**Exercise description**: Please take the lines from the one holding "target | bamboo forest background" through the one holding "target | thick bamboo trunk" in the data below and copy them exactly.

**Referring expression pointing data**:

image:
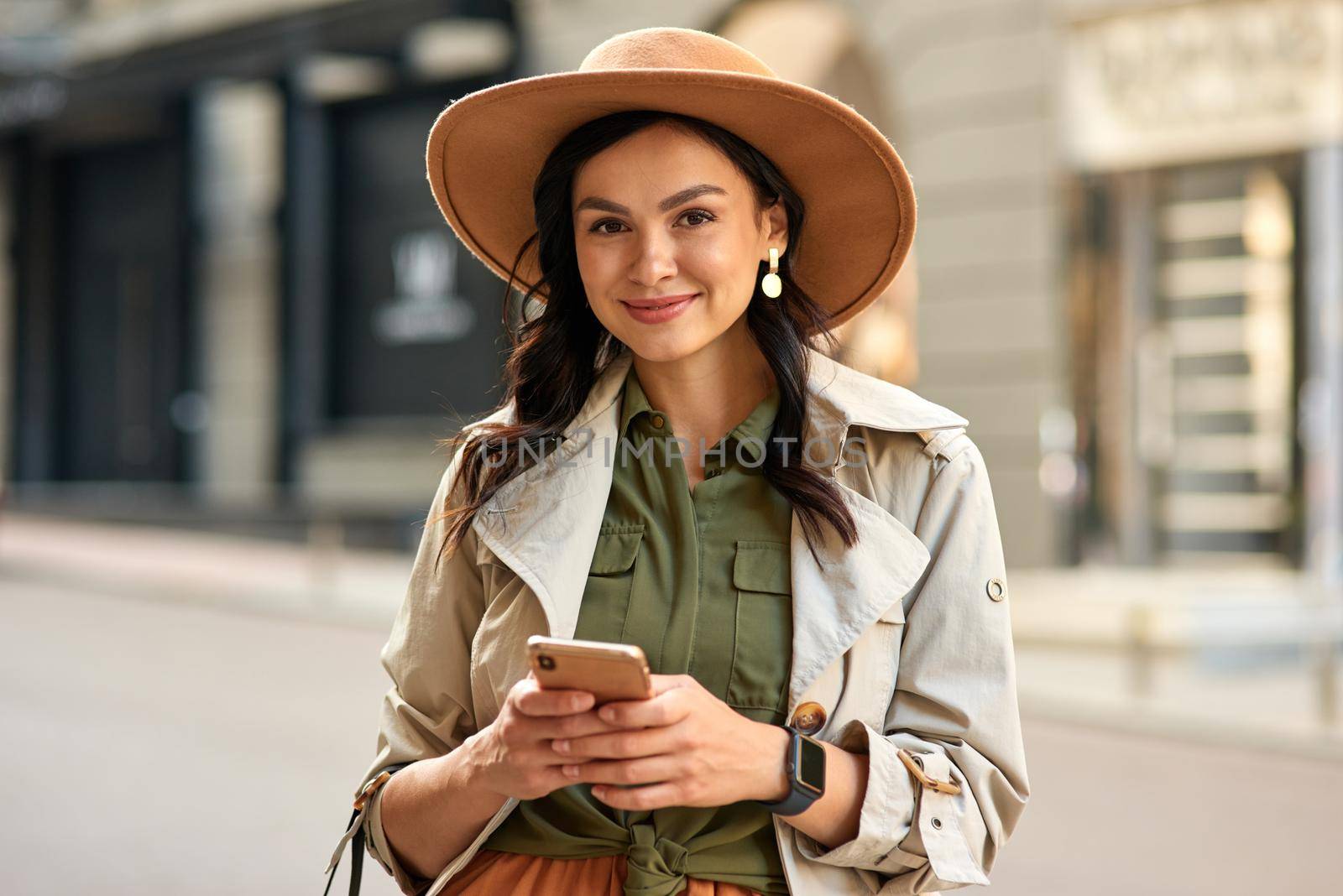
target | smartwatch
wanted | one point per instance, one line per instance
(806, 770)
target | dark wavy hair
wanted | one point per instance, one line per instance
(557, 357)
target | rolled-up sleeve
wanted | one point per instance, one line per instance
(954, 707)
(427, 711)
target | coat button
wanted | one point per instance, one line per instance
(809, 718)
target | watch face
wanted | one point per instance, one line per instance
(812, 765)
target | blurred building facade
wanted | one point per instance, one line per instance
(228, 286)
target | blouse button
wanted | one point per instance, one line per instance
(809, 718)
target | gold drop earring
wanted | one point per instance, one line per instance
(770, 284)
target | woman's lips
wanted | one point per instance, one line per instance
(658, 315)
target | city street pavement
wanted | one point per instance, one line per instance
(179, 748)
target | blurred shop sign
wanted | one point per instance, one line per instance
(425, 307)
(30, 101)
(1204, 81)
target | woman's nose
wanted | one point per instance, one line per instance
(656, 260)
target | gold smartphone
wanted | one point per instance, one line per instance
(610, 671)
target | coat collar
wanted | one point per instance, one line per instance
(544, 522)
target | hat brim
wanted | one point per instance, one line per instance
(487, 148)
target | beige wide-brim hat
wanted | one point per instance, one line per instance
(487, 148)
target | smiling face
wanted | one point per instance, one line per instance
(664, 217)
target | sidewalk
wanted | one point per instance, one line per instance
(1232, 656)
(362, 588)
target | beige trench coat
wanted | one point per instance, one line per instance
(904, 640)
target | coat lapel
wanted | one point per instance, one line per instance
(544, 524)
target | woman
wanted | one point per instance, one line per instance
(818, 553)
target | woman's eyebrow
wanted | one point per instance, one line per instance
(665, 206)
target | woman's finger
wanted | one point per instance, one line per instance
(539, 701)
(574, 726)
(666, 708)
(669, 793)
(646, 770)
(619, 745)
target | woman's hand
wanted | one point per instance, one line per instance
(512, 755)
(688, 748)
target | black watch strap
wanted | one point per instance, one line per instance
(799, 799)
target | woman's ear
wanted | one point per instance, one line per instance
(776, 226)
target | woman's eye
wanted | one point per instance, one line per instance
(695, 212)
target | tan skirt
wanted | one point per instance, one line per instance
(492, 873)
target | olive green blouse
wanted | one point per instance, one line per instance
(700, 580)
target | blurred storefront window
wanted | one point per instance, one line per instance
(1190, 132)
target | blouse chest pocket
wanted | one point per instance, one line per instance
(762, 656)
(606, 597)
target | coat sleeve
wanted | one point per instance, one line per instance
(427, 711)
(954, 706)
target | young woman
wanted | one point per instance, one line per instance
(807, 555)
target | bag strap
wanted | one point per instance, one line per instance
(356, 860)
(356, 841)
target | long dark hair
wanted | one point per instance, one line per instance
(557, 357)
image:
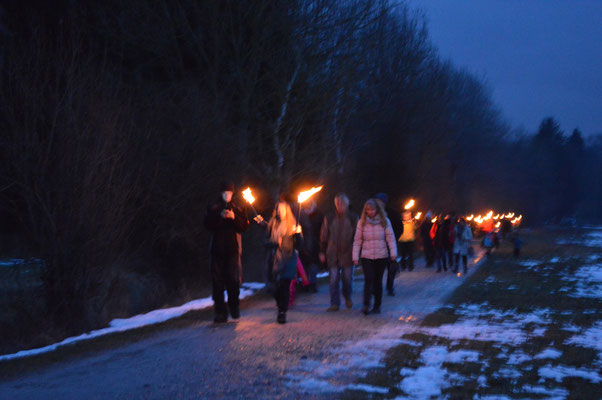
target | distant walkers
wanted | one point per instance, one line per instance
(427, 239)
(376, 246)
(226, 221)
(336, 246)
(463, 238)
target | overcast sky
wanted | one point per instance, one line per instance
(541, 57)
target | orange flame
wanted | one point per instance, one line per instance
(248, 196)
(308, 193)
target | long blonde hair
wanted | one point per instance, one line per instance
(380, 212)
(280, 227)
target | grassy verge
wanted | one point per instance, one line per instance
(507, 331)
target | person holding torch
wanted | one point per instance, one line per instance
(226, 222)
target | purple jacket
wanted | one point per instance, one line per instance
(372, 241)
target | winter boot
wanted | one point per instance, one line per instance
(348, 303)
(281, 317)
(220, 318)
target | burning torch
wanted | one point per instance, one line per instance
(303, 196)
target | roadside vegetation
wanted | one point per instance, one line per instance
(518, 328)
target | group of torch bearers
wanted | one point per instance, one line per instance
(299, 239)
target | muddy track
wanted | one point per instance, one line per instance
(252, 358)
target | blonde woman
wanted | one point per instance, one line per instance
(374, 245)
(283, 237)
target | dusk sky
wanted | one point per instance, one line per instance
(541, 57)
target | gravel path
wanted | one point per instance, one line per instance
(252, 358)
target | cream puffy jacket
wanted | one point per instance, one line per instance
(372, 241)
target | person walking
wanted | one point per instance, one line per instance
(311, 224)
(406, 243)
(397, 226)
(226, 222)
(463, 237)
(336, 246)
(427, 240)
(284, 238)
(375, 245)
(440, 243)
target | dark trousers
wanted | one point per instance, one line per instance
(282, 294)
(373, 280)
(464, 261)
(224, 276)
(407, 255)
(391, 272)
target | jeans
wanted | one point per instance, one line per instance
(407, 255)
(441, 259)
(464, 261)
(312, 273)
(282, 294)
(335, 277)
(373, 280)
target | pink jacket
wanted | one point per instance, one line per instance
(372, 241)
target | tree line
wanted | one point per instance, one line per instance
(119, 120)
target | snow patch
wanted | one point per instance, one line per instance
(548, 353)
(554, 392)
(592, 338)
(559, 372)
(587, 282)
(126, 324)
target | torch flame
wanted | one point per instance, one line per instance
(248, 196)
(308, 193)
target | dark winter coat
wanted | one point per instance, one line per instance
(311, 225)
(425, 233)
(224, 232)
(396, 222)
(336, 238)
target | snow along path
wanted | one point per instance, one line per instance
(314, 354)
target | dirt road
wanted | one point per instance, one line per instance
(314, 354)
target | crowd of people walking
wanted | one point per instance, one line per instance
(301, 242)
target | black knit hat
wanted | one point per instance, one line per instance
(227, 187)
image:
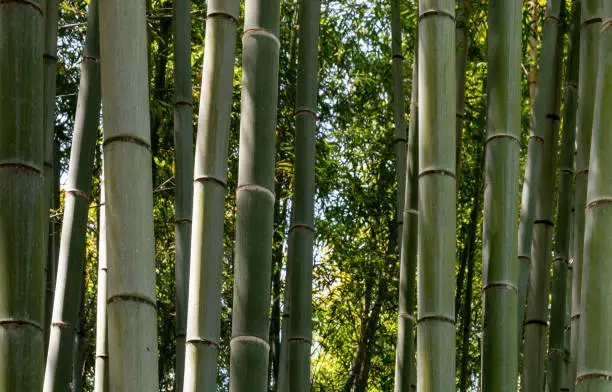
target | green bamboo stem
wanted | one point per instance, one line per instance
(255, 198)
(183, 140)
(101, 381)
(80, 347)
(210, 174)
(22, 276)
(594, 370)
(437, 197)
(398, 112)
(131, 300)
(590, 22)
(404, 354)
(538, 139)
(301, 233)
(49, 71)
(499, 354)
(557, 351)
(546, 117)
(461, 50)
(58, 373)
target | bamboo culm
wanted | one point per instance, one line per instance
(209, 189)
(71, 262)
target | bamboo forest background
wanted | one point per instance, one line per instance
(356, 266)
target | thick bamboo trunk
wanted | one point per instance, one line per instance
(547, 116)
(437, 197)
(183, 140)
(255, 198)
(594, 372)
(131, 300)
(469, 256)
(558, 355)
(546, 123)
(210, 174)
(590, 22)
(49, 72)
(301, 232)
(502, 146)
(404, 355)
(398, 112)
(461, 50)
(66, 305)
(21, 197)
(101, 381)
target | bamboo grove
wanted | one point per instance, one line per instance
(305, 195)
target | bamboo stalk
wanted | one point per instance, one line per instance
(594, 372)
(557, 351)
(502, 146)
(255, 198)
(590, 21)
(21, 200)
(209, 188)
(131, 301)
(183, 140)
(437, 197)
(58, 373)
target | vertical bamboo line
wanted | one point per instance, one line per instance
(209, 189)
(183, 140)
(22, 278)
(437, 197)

**Response to the task**:
target | bamboo forest background
wanted | one point per instance, one line per instance
(356, 266)
target | thick bamboo trunk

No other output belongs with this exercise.